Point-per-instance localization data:
────

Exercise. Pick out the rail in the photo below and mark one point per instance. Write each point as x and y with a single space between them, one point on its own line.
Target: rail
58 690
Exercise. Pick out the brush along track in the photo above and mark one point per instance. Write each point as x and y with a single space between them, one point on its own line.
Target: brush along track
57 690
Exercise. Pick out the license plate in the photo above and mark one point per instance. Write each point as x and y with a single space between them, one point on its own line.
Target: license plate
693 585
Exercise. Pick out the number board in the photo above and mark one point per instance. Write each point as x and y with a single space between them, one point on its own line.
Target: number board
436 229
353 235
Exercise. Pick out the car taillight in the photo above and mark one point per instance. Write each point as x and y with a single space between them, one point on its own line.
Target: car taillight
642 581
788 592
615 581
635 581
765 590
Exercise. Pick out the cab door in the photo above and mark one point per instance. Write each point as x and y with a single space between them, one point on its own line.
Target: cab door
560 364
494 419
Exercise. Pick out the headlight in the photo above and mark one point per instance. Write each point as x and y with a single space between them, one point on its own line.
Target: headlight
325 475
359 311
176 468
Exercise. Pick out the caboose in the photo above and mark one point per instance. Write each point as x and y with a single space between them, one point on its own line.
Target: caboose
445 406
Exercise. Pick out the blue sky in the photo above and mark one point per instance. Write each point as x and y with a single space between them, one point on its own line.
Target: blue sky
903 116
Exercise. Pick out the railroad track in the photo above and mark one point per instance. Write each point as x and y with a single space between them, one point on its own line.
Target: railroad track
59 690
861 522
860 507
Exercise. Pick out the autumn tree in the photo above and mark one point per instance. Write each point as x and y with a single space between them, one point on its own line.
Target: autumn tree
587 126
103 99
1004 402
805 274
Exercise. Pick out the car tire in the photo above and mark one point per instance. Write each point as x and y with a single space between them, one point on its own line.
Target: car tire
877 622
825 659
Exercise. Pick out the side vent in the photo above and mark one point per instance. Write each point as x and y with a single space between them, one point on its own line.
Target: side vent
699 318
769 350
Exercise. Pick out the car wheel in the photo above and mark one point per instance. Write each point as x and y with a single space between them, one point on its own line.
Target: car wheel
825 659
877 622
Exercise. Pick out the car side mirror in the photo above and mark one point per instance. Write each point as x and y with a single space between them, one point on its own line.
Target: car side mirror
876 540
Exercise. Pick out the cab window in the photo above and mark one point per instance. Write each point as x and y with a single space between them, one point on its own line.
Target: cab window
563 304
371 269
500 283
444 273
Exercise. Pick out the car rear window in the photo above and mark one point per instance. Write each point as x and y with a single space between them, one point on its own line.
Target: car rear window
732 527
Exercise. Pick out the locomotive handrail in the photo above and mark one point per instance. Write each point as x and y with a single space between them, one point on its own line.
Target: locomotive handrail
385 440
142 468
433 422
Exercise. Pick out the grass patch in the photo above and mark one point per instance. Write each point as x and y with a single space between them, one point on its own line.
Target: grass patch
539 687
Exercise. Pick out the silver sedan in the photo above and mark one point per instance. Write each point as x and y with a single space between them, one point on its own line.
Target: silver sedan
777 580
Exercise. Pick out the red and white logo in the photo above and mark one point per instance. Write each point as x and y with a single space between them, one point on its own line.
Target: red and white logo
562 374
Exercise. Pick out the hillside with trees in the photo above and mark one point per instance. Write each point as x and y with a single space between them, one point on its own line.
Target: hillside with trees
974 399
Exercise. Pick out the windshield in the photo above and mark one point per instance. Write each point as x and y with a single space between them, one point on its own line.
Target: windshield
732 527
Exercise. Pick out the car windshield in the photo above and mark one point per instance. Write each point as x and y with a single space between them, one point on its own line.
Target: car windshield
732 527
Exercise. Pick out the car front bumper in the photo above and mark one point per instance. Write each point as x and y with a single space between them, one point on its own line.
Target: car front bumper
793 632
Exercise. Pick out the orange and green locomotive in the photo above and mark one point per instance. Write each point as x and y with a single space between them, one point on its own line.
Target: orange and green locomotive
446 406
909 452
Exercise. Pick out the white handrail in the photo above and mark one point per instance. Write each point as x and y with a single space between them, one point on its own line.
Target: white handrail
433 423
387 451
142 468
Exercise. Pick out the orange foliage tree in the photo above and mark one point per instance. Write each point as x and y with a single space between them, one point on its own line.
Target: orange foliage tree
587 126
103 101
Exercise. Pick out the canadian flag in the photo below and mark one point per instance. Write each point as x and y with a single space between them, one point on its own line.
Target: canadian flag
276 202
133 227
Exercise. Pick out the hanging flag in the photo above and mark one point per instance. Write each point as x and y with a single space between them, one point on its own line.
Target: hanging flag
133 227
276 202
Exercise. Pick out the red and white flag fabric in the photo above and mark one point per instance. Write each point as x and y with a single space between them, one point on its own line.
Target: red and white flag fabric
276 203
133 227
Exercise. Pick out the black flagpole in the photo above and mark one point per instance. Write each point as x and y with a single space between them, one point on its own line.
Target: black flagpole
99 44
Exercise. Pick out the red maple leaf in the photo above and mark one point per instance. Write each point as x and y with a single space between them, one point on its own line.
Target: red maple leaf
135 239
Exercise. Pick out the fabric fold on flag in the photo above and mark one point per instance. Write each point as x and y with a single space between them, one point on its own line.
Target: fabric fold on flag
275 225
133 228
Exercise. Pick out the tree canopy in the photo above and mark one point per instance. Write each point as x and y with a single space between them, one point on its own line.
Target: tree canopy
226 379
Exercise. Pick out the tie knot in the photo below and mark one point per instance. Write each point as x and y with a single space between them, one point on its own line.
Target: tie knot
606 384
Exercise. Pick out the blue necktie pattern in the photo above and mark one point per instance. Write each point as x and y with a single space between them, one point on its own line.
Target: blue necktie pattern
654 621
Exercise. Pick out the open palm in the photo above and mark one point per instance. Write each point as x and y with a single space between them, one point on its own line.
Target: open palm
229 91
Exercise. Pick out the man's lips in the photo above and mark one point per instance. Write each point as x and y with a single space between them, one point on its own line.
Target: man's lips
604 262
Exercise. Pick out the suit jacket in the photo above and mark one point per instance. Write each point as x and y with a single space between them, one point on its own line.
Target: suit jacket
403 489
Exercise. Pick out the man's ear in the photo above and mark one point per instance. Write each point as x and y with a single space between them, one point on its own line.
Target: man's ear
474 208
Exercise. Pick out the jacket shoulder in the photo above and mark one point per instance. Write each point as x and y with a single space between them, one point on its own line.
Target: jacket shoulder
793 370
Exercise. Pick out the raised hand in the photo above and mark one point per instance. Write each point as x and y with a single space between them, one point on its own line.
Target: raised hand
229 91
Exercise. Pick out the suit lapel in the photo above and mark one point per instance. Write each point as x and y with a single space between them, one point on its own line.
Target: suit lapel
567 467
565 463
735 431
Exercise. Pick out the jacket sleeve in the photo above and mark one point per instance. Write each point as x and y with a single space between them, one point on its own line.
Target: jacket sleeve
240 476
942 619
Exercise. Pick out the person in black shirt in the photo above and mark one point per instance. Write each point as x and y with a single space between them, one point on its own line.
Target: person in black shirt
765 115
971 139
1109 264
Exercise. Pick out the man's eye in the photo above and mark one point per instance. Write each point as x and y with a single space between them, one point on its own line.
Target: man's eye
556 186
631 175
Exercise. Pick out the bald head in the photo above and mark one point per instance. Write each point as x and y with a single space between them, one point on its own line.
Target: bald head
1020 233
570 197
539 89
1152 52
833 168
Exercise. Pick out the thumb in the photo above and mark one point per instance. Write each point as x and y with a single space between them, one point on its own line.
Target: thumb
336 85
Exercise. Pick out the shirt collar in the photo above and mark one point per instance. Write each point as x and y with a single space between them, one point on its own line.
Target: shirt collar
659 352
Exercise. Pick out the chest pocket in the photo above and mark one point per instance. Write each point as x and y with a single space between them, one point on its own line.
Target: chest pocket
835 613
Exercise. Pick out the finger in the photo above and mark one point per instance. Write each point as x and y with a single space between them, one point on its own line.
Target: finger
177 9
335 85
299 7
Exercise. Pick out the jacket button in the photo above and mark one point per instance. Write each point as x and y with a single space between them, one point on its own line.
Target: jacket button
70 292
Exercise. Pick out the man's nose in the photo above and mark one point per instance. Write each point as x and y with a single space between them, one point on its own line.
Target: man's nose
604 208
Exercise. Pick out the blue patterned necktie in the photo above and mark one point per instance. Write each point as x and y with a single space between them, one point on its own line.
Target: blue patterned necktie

────

WORK REQUEST: Scan the entries above for the word "patterned", then copy every line in which it occurs.

ANSWER BOX:
Exercise. Pick out the blue patterned necktie in the photo above and mark one point per instance. Write each point as x and y with a single space between them, one point on its own line.
Target: blue patterned necktie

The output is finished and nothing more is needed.